Data excerpts START

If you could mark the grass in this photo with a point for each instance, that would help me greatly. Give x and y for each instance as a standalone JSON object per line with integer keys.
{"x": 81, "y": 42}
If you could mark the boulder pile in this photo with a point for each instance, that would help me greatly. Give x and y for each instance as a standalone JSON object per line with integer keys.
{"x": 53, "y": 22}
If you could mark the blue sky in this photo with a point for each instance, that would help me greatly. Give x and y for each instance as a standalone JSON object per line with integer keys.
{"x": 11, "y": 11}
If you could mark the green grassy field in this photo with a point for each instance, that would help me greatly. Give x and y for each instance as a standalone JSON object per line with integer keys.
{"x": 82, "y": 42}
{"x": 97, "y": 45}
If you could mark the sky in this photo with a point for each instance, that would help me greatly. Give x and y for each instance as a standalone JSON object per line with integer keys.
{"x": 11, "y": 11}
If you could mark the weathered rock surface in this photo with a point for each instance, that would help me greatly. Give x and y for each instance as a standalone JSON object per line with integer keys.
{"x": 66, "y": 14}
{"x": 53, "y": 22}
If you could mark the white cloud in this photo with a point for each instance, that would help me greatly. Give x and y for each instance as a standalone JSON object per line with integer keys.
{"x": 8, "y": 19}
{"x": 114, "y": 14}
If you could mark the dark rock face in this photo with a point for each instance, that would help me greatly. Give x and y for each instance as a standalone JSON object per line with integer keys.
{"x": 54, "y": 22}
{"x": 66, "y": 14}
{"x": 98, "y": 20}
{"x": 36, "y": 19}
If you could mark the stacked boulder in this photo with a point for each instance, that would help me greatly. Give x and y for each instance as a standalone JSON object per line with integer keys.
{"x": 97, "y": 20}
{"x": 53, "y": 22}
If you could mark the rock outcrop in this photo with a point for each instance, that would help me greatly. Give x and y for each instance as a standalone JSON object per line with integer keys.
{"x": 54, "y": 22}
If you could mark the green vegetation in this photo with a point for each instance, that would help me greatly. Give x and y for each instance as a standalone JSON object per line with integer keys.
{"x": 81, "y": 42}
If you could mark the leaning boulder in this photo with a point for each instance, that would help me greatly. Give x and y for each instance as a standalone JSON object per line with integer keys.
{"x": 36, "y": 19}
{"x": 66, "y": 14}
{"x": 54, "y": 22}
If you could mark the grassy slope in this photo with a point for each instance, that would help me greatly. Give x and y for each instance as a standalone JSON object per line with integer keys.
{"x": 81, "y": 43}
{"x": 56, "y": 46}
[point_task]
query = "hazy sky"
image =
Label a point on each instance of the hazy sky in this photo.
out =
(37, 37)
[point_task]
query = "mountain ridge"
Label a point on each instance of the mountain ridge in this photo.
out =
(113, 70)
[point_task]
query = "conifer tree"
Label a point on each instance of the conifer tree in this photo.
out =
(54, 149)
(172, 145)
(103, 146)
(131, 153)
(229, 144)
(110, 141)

Data excerpts END

_What to do:_ Would you reproduce all the entries exactly?

_Answer area:_
If you could mark the grass in this photo with a point for each instance, that would help me greatly. Give x and y for each instance as a standalone JSON object per line with integer keys.
{"x": 81, "y": 42}
If you could mark the boulder pile in this photo with a point for each instance, that would help me greatly. Give x and y for each instance as a standalone JSON object per line with integer keys.
{"x": 53, "y": 22}
If you could mark the blue sky in this photo with a point for each instance, that would help me greatly. Give x and y for each instance as a standalone JSON object per line with integer keys.
{"x": 11, "y": 11}
If you could mark the green grassy field in this photo with a point for each instance, that would help me greatly. Give x and y for each instance as a standalone JSON object per line with integer keys.
{"x": 82, "y": 42}
{"x": 97, "y": 45}
If you could mark the sky in this photo with a point for each instance, that would help me greatly. Give x and y for each instance as a standalone JSON object per line with integer keys.
{"x": 11, "y": 11}
If you could mark the weathered rock surface in this photo with a point for each instance, that would help me greatly. Give x and y for each instance as a standalone JSON object per line with integer keys.
{"x": 66, "y": 14}
{"x": 53, "y": 22}
If you could mark the white cloud in this photo with a point for each instance, that would help me greatly. Give x and y for each instance as a standalone JSON object per line with integer keys.
{"x": 8, "y": 19}
{"x": 114, "y": 14}
If you could mark the dark rock face in this photo with a point for each instance, that would help me greatly. Give x and y for each instance as a standalone JSON object per line with integer keys.
{"x": 54, "y": 22}
{"x": 66, "y": 14}
{"x": 98, "y": 20}
{"x": 36, "y": 19}
If you could mark the stacked boulder in this photo with a point for each instance, that would help me greatly. Give x and y for each instance as a standalone JSON object per line with integer keys.
{"x": 97, "y": 20}
{"x": 53, "y": 22}
If you could mark the rock outcrop in this photo with a point for each instance, that would help me greatly. Give x and y for each instance as a standalone JSON object per line with integer keys.
{"x": 54, "y": 22}
If you could mark the green vegetation in this photo with a point for each instance, that would help me greatly. Give x and y for each instance as a standalone JSON object per line with integer keys.
{"x": 81, "y": 42}
If you could mark the leaning boulder in this photo with a point for each instance, that would help me greatly. Give x and y for each instance as a standalone JSON object per line with integer keys.
{"x": 36, "y": 19}
{"x": 66, "y": 14}
{"x": 54, "y": 22}
If you could mark the grassy slope in this photo with a point for each instance, that would help me greatly. Give x and y for each instance as a standalone JSON object per line with integer keys.
{"x": 81, "y": 43}
{"x": 56, "y": 46}
[point_task]
query = "hazy sky"
image =
Label a point on each instance of the hazy sky in this photo.
out =
(37, 37)
[point_task]
query = "mountain ridge"
Label a point on each instance of the mountain ridge in this photo.
out =
(113, 70)
[point_task]
query = "conifer tree"
Label a point on each instance of the conifer tree in this photo.
out =
(54, 149)
(172, 145)
(103, 146)
(131, 153)
(229, 144)
(110, 141)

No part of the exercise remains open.